## start
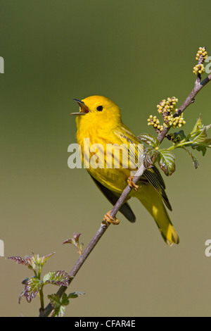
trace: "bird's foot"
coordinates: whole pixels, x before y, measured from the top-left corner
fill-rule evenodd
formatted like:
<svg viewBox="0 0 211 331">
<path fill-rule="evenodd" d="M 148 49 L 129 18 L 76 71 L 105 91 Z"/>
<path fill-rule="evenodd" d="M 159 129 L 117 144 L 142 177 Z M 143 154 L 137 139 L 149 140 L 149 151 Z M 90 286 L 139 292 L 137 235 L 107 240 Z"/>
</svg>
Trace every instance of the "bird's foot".
<svg viewBox="0 0 211 331">
<path fill-rule="evenodd" d="M 120 220 L 117 220 L 117 218 L 116 218 L 115 217 L 112 217 L 110 215 L 110 211 L 108 211 L 108 213 L 106 213 L 106 214 L 104 216 L 103 223 L 106 223 L 107 225 L 108 223 L 111 223 L 114 225 L 117 225 L 120 223 Z"/>
<path fill-rule="evenodd" d="M 129 186 L 130 186 L 130 187 L 132 187 L 133 189 L 134 189 L 135 191 L 138 191 L 138 189 L 139 187 L 139 185 L 136 185 L 136 184 L 135 184 L 133 182 L 133 178 L 134 178 L 134 176 L 129 177 L 127 180 L 127 184 L 129 185 Z"/>
</svg>

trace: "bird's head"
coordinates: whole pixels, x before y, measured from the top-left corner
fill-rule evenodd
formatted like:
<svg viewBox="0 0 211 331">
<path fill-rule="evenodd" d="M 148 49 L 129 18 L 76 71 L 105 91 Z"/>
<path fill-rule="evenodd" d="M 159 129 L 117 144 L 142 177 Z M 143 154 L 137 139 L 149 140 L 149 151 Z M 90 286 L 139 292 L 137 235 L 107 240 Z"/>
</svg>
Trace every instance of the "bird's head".
<svg viewBox="0 0 211 331">
<path fill-rule="evenodd" d="M 74 99 L 79 106 L 79 113 L 72 113 L 77 115 L 77 126 L 86 125 L 98 127 L 115 127 L 121 122 L 121 113 L 119 107 L 105 96 L 94 95 L 83 100 Z"/>
</svg>

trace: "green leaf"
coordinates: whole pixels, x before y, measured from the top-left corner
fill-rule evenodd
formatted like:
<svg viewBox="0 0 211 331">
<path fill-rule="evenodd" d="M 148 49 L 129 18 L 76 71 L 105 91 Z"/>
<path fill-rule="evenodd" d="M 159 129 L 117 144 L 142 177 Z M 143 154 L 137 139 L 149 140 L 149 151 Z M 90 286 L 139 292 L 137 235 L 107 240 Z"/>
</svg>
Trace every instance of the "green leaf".
<svg viewBox="0 0 211 331">
<path fill-rule="evenodd" d="M 199 166 L 199 163 L 198 163 L 198 161 L 197 160 L 196 157 L 188 149 L 186 149 L 184 146 L 183 146 L 183 148 L 189 154 L 189 156 L 192 158 L 193 163 L 195 169 L 197 169 Z"/>
<path fill-rule="evenodd" d="M 50 271 L 43 277 L 44 284 L 54 284 L 56 285 L 68 286 L 69 276 L 65 271 Z"/>
<path fill-rule="evenodd" d="M 178 132 L 174 132 L 173 138 L 177 139 L 177 142 L 180 142 L 186 139 L 186 136 L 183 130 L 180 130 Z"/>
<path fill-rule="evenodd" d="M 65 307 L 61 305 L 53 309 L 50 314 L 50 317 L 63 317 L 65 313 Z"/>
<path fill-rule="evenodd" d="M 204 127 L 203 129 L 200 132 L 196 138 L 194 138 L 192 142 L 193 144 L 199 144 L 203 142 L 207 138 L 207 129 L 206 127 Z"/>
<path fill-rule="evenodd" d="M 58 294 L 49 294 L 47 296 L 53 308 L 60 306 L 60 298 Z"/>
<path fill-rule="evenodd" d="M 203 123 L 202 123 L 202 118 L 201 118 L 201 115 L 200 114 L 199 118 L 198 118 L 196 123 L 195 124 L 193 129 L 192 132 L 191 132 L 191 135 L 192 135 L 193 134 L 199 131 L 200 129 L 202 129 L 203 127 Z"/>
<path fill-rule="evenodd" d="M 70 293 L 70 294 L 68 296 L 68 299 L 75 299 L 75 298 L 77 298 L 78 296 L 79 296 L 80 295 L 83 295 L 83 294 L 85 294 L 84 292 L 81 292 L 81 291 L 79 291 L 79 292 L 72 292 L 72 293 Z"/>
<path fill-rule="evenodd" d="M 175 171 L 175 156 L 172 151 L 167 149 L 160 149 L 158 162 L 167 176 L 170 176 Z"/>
<path fill-rule="evenodd" d="M 55 252 L 51 253 L 50 254 L 46 255 L 44 256 L 39 257 L 39 263 L 43 266 L 53 255 L 55 254 Z"/>
<path fill-rule="evenodd" d="M 138 136 L 138 139 L 141 142 L 145 142 L 148 145 L 152 146 L 153 147 L 159 147 L 160 142 L 155 137 L 148 135 L 148 133 L 142 133 Z"/>
<path fill-rule="evenodd" d="M 25 285 L 24 296 L 27 302 L 30 303 L 43 286 L 41 280 L 36 277 L 31 277 Z"/>
<path fill-rule="evenodd" d="M 58 294 L 49 294 L 48 298 L 53 307 L 51 313 L 51 317 L 63 317 L 64 316 L 65 308 L 62 305 Z"/>
<path fill-rule="evenodd" d="M 156 162 L 158 150 L 152 147 L 144 149 L 143 165 L 145 168 L 150 168 Z"/>
</svg>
## end
Written request »
Return every line of the records that contains the word "instance", treating uppercase and lowercase letters as different.

Complete answer »
Trace every instance of the "bird's foot".
Trace every instance of the "bird's head".
Trace every instance of the "green leaf".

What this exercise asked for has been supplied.